__Written instruction a__.
Copy out word for word the part of the LoRA fine-tuning platform page that begins at the words "GPU: NVIDIA L4" and stops after the words "Quantization: bitsandbytes (4-bit)".

__Extract to read__.
AdaptML: Production-Grade LoRA Fine-Tuning Platform on Cloud Run

A serverless platform for fine-tuning Large Language Models using LoRA/QLoRA on Google Cloud Run with GPU acceleration.

🚀 Features

Serverless GPU Training: Fine-tune Gemma models with Cloud Run Jobs + L4 GPUs
QLoRA Optimization: 4-bit quantization reduces memory usage by 75%
REST API: Easy-to-use API for job submission and monitoring
Automatic Scaling: Pay only for compute time, scale to zero when idle
Model Storage: Trained adapters saved to Cloud Storage

🏗️ Architecture

📊 Technical Specifications

Training Infrastructure:

GPU: NVIDIA L4 (24GB VRAM)
CPU: 8 vCPUs
Memory: 32GB RAM
Region: europe-west1

ML Stack:

Framework: PyTorch 2.1.2
Fine-tuning: PEFT (LoRA)
Quantization: bitsandbytes (4-bit)
Base Model: google/gemma-2b-it

Performance:

Training Time: ~2 minutes (100 samples, 1 epoch)

__Material for the task__.
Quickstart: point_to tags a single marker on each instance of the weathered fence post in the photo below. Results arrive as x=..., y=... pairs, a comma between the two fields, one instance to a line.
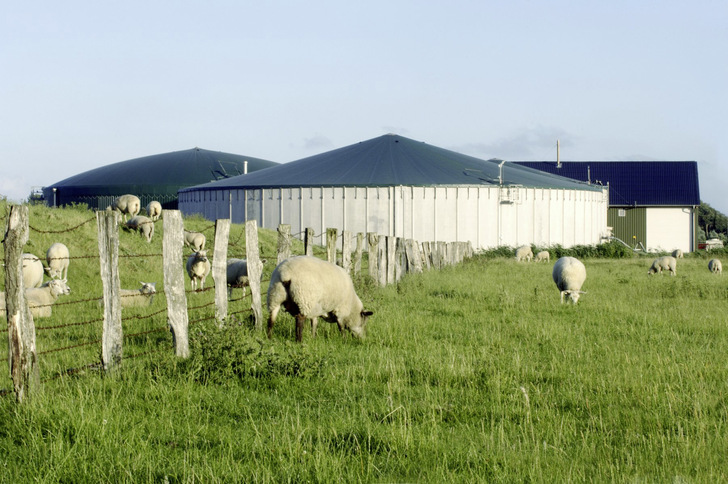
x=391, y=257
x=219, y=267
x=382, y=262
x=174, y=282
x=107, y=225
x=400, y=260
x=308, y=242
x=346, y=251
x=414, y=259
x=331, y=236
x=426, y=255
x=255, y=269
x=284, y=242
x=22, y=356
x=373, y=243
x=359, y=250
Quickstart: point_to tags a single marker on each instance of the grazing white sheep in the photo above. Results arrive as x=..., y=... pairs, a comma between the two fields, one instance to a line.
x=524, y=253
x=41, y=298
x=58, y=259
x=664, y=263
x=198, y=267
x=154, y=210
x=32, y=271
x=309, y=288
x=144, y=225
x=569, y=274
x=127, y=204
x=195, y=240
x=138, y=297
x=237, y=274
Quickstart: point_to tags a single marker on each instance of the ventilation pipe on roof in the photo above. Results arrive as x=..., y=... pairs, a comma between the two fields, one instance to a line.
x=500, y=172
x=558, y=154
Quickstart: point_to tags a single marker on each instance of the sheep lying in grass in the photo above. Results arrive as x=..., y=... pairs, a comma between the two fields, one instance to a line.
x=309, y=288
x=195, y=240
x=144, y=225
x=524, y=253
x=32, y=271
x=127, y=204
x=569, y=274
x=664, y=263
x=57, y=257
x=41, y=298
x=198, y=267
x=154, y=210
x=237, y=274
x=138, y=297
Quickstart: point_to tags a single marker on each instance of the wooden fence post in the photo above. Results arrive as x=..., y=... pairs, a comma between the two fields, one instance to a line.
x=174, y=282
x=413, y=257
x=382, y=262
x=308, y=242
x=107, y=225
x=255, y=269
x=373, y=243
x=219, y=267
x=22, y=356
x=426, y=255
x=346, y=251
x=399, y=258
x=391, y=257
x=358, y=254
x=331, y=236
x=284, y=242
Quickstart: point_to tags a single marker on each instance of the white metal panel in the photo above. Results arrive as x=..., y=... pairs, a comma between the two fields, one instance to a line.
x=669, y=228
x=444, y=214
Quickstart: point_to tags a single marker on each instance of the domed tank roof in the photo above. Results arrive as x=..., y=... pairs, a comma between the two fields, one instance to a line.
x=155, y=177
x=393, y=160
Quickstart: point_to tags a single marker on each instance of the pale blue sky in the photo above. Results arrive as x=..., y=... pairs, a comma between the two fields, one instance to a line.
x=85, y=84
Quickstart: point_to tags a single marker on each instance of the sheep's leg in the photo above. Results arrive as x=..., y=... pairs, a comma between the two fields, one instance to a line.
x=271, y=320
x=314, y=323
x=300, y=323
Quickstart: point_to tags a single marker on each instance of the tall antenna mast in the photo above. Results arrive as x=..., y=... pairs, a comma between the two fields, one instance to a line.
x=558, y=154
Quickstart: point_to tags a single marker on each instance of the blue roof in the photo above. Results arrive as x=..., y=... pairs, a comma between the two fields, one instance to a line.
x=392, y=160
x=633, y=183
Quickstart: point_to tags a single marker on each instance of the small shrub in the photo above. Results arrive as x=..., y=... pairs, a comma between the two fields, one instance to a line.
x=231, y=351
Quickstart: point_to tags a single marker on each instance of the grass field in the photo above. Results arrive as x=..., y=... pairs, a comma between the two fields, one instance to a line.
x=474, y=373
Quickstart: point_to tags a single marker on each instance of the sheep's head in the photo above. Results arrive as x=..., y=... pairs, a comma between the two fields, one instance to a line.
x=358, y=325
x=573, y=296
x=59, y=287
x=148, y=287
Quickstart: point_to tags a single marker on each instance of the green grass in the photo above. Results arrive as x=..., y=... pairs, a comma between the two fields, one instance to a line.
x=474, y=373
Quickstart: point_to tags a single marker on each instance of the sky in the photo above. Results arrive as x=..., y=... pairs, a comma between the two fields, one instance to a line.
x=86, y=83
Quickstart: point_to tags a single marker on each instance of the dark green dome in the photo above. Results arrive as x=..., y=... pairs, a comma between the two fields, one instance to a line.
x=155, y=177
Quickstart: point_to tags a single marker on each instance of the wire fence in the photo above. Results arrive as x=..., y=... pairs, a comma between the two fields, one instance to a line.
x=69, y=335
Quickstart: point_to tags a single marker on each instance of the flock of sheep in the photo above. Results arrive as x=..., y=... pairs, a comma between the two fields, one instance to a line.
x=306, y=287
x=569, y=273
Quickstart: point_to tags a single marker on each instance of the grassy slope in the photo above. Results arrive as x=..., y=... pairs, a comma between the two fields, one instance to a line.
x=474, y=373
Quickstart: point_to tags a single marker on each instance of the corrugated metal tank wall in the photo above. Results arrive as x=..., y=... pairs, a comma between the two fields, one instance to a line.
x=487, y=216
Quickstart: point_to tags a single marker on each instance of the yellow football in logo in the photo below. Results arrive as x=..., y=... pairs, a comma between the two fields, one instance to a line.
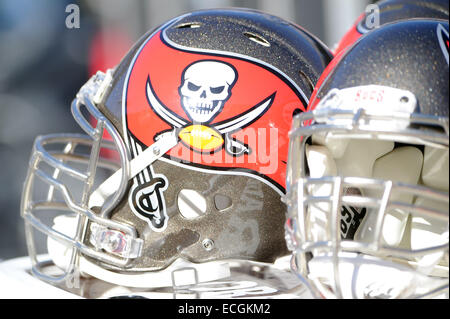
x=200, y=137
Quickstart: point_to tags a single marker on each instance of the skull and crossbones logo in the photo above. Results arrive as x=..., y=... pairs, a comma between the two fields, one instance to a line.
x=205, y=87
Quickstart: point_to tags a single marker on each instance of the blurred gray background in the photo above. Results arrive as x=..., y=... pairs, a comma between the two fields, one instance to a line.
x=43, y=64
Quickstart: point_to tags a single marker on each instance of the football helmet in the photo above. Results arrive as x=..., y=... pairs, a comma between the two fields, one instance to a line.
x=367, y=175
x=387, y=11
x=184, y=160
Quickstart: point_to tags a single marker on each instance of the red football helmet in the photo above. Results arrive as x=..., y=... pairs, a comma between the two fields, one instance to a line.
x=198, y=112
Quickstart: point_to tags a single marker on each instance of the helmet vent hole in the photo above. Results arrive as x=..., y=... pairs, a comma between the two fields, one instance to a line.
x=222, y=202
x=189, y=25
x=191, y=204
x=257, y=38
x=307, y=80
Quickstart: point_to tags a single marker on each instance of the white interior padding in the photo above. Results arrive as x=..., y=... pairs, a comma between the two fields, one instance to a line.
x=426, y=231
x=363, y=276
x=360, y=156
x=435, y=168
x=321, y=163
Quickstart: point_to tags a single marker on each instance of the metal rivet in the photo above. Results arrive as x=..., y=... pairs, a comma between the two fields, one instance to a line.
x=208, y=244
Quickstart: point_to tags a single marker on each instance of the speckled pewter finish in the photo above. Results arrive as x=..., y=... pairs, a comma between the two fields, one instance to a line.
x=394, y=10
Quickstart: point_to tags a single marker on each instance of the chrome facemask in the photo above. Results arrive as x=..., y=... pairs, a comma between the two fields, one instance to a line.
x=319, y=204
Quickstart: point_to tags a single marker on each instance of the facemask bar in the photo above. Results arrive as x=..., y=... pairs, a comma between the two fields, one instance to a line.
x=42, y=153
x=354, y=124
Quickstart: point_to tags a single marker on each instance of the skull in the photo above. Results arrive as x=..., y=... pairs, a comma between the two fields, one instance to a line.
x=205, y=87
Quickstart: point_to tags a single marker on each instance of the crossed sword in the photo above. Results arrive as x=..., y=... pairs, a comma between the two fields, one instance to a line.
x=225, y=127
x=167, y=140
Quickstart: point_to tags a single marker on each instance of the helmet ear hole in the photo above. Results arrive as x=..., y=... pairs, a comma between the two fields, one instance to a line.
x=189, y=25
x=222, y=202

__Written instruction b__.
In the records, change "vent hole" to "ventilation opening" in the lines that begin at the line that has "the helmet vent" and stop after the line that has "x=307, y=80". Give only those lines again, with everything else left as it is.

__Written answer a__.
GPU: NVIDIA L4 (24GB VRAM)
CPU: 8 vCPUs
Memory: 32GB RAM
Region: europe-west1

ML Stack:

Framework: PyTorch 2.1.2
Fine-tuning: PEFT (LoRA)
Quantization: bitsandbytes (4-bit)

__Written answer b__.
Quickstart: point_to tags a single marker on each instance of the helmet ventilation opening in the photo above. Results arrive as x=..., y=... pairs, a comma between the two fields, one instance to a line.
x=222, y=202
x=189, y=25
x=191, y=204
x=257, y=38
x=307, y=80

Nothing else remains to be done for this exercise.